About this task:
For each line below that contains the word "wing", make a copy.

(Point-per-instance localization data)
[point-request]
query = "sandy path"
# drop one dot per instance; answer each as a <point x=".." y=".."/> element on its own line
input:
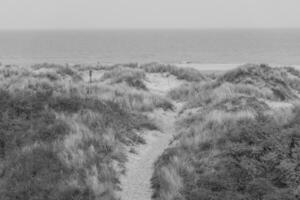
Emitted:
<point x="136" y="183"/>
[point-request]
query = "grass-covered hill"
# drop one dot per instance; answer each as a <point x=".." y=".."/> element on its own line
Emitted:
<point x="238" y="138"/>
<point x="60" y="139"/>
<point x="64" y="136"/>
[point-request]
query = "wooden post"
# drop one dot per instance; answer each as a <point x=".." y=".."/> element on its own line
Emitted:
<point x="91" y="74"/>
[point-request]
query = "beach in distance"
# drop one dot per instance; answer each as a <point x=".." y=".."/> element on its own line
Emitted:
<point x="214" y="46"/>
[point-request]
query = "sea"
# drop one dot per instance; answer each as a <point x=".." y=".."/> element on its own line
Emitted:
<point x="207" y="46"/>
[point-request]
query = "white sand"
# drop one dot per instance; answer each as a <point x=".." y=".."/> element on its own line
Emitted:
<point x="136" y="183"/>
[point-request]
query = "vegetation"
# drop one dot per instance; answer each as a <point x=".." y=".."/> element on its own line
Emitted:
<point x="59" y="140"/>
<point x="242" y="142"/>
<point x="133" y="77"/>
<point x="188" y="74"/>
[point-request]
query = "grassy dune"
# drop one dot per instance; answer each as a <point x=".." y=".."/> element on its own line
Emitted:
<point x="238" y="138"/>
<point x="64" y="137"/>
<point x="59" y="139"/>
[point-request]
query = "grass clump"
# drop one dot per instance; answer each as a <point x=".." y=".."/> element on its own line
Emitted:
<point x="58" y="142"/>
<point x="241" y="143"/>
<point x="188" y="74"/>
<point x="132" y="77"/>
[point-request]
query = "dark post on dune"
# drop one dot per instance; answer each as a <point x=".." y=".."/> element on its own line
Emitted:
<point x="91" y="74"/>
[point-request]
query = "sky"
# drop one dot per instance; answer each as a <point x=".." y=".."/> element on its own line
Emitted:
<point x="148" y="14"/>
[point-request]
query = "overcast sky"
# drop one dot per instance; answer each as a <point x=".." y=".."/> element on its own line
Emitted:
<point x="192" y="14"/>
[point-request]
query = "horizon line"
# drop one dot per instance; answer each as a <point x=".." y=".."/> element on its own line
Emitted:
<point x="147" y="29"/>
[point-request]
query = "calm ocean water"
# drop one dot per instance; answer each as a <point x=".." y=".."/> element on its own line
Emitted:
<point x="169" y="46"/>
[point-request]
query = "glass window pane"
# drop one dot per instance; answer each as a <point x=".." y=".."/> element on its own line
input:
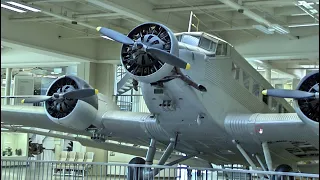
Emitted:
<point x="246" y="80"/>
<point x="256" y="88"/>
<point x="235" y="71"/>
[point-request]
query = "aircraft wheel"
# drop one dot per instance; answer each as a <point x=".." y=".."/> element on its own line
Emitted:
<point x="135" y="173"/>
<point x="283" y="168"/>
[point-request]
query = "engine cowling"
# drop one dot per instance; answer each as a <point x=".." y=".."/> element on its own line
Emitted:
<point x="77" y="114"/>
<point x="141" y="65"/>
<point x="308" y="109"/>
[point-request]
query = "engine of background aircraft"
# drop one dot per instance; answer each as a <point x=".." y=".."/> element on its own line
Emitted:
<point x="74" y="113"/>
<point x="141" y="65"/>
<point x="308" y="109"/>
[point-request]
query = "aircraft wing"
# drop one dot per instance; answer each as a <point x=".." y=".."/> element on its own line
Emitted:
<point x="33" y="116"/>
<point x="288" y="137"/>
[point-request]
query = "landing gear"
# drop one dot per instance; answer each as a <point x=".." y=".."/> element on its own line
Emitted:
<point x="141" y="173"/>
<point x="135" y="173"/>
<point x="283" y="168"/>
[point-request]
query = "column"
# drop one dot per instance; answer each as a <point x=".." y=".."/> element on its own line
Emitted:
<point x="8" y="85"/>
<point x="268" y="74"/>
<point x="295" y="83"/>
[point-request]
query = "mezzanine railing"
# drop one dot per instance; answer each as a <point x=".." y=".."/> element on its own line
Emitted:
<point x="45" y="170"/>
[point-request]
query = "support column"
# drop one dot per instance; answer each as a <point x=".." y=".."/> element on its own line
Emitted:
<point x="295" y="83"/>
<point x="267" y="155"/>
<point x="268" y="74"/>
<point x="8" y="85"/>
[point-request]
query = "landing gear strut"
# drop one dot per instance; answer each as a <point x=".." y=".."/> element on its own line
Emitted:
<point x="135" y="173"/>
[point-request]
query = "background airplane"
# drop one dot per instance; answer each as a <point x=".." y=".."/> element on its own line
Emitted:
<point x="205" y="100"/>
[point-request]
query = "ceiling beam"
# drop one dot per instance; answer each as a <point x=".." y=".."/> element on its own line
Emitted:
<point x="246" y="27"/>
<point x="76" y="17"/>
<point x="250" y="5"/>
<point x="251" y="14"/>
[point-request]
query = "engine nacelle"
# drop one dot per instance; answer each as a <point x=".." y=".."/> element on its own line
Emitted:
<point x="142" y="66"/>
<point x="77" y="114"/>
<point x="308" y="109"/>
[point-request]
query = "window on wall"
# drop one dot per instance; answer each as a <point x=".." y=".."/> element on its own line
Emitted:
<point x="265" y="99"/>
<point x="280" y="108"/>
<point x="235" y="71"/>
<point x="246" y="80"/>
<point x="256" y="88"/>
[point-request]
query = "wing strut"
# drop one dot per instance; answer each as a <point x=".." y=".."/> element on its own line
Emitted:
<point x="267" y="155"/>
<point x="246" y="156"/>
<point x="151" y="152"/>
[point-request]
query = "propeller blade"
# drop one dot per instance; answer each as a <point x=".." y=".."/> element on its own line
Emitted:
<point x="168" y="58"/>
<point x="80" y="93"/>
<point x="286" y="93"/>
<point x="30" y="98"/>
<point x="115" y="35"/>
<point x="316" y="87"/>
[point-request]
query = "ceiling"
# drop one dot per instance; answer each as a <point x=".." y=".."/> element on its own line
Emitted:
<point x="68" y="26"/>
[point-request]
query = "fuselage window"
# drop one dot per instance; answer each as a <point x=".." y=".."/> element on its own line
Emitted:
<point x="274" y="104"/>
<point x="256" y="88"/>
<point x="280" y="108"/>
<point x="221" y="49"/>
<point x="179" y="38"/>
<point x="246" y="80"/>
<point x="265" y="98"/>
<point x="235" y="71"/>
<point x="205" y="43"/>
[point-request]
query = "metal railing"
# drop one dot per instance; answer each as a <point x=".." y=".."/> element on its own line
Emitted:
<point x="45" y="170"/>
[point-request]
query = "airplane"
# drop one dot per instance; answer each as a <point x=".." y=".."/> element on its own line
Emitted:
<point x="205" y="101"/>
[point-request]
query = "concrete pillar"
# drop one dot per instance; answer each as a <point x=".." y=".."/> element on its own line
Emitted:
<point x="268" y="74"/>
<point x="8" y="85"/>
<point x="105" y="78"/>
<point x="295" y="83"/>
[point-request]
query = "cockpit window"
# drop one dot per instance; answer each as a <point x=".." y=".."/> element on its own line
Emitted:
<point x="221" y="49"/>
<point x="191" y="40"/>
<point x="207" y="44"/>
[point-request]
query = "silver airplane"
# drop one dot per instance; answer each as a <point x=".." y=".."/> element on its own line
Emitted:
<point x="205" y="101"/>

Exercise answer:
query = "aircraft wing"
query = "wing strut"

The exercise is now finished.